## What you need to do:
Can you copy the records from their start through the line containing "[[[171,119],[171,146],[199,146],[199,119]]]", character for character?

## Input:
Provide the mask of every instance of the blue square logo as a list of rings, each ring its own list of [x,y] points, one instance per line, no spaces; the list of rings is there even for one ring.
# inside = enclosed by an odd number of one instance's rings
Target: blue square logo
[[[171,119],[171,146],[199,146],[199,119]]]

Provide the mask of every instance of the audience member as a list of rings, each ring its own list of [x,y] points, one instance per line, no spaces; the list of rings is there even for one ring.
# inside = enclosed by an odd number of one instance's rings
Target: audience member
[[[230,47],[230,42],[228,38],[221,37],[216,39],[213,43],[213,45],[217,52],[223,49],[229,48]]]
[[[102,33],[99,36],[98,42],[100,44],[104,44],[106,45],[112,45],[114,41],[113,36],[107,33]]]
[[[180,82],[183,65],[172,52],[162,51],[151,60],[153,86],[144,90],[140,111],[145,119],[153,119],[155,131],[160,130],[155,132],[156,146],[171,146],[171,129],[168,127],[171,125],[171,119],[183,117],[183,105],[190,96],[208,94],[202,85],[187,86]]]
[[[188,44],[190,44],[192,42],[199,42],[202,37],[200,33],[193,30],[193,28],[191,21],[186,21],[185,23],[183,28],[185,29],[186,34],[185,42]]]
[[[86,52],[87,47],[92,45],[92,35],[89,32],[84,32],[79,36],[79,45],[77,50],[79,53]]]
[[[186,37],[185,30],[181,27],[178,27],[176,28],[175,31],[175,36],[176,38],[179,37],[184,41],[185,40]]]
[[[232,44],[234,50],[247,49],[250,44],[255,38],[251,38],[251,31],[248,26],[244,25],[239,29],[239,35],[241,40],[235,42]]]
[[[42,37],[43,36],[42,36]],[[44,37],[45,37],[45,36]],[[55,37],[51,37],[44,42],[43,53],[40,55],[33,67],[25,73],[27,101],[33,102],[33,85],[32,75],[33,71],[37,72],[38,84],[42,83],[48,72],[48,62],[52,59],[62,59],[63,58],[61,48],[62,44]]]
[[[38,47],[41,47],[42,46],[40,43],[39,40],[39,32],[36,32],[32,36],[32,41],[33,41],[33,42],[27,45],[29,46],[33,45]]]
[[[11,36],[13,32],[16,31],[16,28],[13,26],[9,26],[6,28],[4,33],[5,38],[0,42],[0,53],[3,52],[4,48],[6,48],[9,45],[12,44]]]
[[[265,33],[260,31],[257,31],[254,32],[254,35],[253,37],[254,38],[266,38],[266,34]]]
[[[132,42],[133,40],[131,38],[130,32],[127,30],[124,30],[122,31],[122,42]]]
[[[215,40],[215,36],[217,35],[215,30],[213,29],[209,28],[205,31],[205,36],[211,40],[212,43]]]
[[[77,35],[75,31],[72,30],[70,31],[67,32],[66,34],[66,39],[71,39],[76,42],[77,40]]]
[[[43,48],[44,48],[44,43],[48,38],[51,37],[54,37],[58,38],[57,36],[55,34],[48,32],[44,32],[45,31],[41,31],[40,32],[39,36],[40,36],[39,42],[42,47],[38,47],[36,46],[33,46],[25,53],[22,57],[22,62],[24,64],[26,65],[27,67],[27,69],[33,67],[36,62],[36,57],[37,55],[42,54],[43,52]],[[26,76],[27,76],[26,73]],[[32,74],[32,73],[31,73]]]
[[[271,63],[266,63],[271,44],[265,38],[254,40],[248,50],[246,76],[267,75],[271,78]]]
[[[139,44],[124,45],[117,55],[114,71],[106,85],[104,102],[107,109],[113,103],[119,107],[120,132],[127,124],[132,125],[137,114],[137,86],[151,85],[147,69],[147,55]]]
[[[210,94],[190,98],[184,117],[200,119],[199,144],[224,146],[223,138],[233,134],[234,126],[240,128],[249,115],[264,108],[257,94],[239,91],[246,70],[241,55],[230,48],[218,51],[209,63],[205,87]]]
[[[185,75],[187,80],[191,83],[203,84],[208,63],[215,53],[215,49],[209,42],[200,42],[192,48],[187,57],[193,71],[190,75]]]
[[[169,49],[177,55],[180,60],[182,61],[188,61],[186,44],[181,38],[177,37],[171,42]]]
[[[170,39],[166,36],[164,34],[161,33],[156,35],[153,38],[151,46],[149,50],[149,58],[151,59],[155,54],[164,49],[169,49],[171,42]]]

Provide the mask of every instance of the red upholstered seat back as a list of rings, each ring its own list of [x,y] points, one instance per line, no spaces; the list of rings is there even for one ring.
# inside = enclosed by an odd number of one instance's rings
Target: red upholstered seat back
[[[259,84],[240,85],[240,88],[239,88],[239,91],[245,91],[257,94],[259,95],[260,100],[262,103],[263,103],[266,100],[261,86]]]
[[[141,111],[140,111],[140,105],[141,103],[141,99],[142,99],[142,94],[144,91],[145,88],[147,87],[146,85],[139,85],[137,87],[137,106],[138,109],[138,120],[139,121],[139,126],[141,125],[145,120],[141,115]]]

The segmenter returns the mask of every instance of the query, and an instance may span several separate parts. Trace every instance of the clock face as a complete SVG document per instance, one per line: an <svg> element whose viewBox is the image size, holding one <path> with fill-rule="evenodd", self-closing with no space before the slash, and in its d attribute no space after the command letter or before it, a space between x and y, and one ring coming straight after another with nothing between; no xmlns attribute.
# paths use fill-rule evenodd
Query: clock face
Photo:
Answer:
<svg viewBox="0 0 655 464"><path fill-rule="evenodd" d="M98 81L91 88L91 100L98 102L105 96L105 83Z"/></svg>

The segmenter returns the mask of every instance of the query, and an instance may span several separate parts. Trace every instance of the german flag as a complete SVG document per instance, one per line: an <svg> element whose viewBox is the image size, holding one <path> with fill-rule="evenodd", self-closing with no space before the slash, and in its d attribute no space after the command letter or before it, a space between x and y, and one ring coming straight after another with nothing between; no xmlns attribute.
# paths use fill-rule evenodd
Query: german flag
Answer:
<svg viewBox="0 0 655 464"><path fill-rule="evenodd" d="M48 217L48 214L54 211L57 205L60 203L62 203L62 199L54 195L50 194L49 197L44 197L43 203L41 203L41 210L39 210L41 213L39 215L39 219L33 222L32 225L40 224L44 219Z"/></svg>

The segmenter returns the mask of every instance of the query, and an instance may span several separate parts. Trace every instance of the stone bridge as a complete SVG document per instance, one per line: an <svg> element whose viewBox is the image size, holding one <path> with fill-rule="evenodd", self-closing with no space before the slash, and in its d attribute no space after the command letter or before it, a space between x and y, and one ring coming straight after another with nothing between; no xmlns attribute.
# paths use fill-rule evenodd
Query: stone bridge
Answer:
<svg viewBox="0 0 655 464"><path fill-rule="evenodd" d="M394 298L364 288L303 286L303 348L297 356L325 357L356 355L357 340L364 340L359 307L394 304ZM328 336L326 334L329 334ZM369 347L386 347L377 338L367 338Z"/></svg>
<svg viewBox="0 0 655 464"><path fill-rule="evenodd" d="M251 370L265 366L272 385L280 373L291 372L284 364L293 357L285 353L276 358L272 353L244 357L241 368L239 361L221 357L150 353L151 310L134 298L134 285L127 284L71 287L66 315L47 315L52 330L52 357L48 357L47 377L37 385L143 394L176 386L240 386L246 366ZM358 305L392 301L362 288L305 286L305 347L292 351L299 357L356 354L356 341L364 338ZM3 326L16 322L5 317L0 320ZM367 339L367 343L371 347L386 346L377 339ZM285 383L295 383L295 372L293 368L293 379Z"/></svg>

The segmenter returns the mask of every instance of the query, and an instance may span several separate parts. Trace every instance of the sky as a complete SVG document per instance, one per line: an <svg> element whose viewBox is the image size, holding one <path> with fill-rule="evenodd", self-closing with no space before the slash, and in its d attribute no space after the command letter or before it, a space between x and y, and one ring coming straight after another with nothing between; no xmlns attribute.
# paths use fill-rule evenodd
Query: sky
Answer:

## Response to the task:
Provide the mask of every instance of the blue square logo as a list of rings, each ring its own list of [x,y] points, one instance per line, no spaces; the list of rings is there even for one ring.
# inside = enclosed by an odd number of one instance's rings
Target: blue square logo
[[[171,119],[171,146],[199,146],[199,119]]]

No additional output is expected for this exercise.